Dataset records about object locations:
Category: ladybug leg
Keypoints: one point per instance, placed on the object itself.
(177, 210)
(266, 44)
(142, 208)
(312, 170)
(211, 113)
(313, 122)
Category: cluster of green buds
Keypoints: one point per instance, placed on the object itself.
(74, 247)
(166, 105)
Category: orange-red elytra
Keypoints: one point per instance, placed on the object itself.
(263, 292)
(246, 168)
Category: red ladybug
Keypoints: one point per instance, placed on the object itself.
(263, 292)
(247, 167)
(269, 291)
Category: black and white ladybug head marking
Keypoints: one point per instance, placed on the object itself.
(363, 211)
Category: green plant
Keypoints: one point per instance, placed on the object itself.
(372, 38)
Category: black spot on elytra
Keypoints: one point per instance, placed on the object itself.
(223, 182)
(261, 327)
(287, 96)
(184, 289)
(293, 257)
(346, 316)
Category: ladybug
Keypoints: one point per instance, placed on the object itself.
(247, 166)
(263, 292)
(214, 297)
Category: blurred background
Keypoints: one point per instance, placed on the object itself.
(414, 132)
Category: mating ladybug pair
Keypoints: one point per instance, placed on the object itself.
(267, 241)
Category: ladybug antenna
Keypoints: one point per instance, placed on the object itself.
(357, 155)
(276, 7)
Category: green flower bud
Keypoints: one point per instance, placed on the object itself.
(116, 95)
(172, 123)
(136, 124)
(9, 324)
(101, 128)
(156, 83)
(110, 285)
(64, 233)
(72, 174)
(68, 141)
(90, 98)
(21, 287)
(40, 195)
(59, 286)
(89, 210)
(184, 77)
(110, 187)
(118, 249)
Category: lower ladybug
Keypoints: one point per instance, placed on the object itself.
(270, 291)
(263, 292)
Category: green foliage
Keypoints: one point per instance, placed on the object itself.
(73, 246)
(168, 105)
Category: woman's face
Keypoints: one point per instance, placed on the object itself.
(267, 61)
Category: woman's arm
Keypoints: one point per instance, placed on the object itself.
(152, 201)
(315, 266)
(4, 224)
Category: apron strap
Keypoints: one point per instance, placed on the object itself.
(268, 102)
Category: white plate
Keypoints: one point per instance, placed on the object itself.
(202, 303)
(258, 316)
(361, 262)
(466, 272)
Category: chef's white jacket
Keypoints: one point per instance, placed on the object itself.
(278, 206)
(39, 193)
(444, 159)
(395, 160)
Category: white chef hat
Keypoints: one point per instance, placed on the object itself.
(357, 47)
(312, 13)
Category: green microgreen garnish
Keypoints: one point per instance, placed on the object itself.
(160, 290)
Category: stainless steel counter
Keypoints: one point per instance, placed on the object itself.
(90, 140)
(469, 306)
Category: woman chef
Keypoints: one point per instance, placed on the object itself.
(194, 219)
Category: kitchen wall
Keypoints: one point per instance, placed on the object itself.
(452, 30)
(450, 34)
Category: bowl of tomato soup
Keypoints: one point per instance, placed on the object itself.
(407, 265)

▸ Given problem
Convert all of the material above into a two-column CSV with the headers "label_text" and "points". Make one row per category, with its text and its coordinates each in a single quoted field and line breaks replaced by spaces.

▸ Expected output
label_text,points
"Category: ladybug leg Keypoints: one point per instance, placed on the object itself.","(177, 210) (266, 44) (142, 208) (312, 170) (211, 113) (313, 122)"
"Category: cluster of green buds Keypoints: one point per instance, placed on the object itself.","(74, 247) (166, 105)"
"Category: orange-red elytra Keypoints: one point per instance, placed on the object itself.","(263, 292) (246, 168)"
"Category: red ladybug Keypoints: one point per instance, placed on the object itself.","(263, 292) (247, 167) (269, 291)"
"Category: black and white ladybug head marking Keypoints: one point per instance, placed on the object itself.","(363, 211)"
"Category: green plant Keypoints: one point per instance, placed on the object itself.","(372, 38)"
"Category: black spot on elytra Keypoints: one point per instance, placed on the object itself.","(223, 182) (261, 327) (287, 96) (184, 289) (293, 257) (346, 316)"
"Category: ladybug Keypoints: one point per instance, placed on the object itself.","(247, 166) (263, 292) (214, 297)"
"Category: blurred background Keypoints: one point per instance, placed on the object itself.","(414, 132)"
"Category: mating ladybug pair Keypoints: one point per instance, placed on the object itself.","(267, 241)"
"Category: ladybug antenna Keypoints: one point per instance, placed on the object itself.","(357, 155) (276, 7)"
"Category: green flower bud Keypoints: one point per instance, placed on the object itself.","(116, 95) (172, 123) (136, 124) (9, 324) (101, 128) (156, 83) (110, 285) (64, 233) (72, 174) (68, 141) (90, 98) (21, 287) (40, 195) (59, 286) (89, 210) (184, 77) (110, 187) (118, 249)"
"Category: lower ladybug Keypoints: one point per instance, placed on the object itself.","(270, 291) (263, 292)"
"Category: green foliage Keypoints: one point per instance, placed on the object itself.","(73, 246) (168, 105)"
"Category: woman's face Keypoints: one point per instance, placed on the object itself.","(267, 61)"
"Category: woman's arm Keypoints: one point per instance, placed on the object itself.","(152, 201) (315, 266) (4, 224)"
"Category: apron strap Keypoints: one point per instance, placed on the object itself.","(268, 102)"
"Category: white plate Keypoints: one point per instance, placed on the object itself.","(202, 303) (258, 316) (361, 262) (466, 272)"
"Category: chef's white jacket Keypoints: one point per instance, placed on the object itself.","(278, 206) (39, 193) (444, 159) (395, 160)"
"Category: white chef hat Keypoints: one point per instance, placed on the object itself.","(357, 47) (312, 13)"
"Category: green microgreen garnish Keypoints: one point per instance, placed on the object itself.","(160, 290)"
"Category: stainless steel counter Keypoints: one point per instance, placed on the object itself.","(90, 140) (469, 306)"
"Category: woman chef Keypoints: one point per instance, placed on the object itself.","(194, 219)"
"Category: kitchen wall Keypoints: one point per instance, placed on the object itself.","(452, 30) (450, 34)"
"Category: bowl of tomato soup Keypoints: one point per instance, placed on the object itself.","(407, 265)"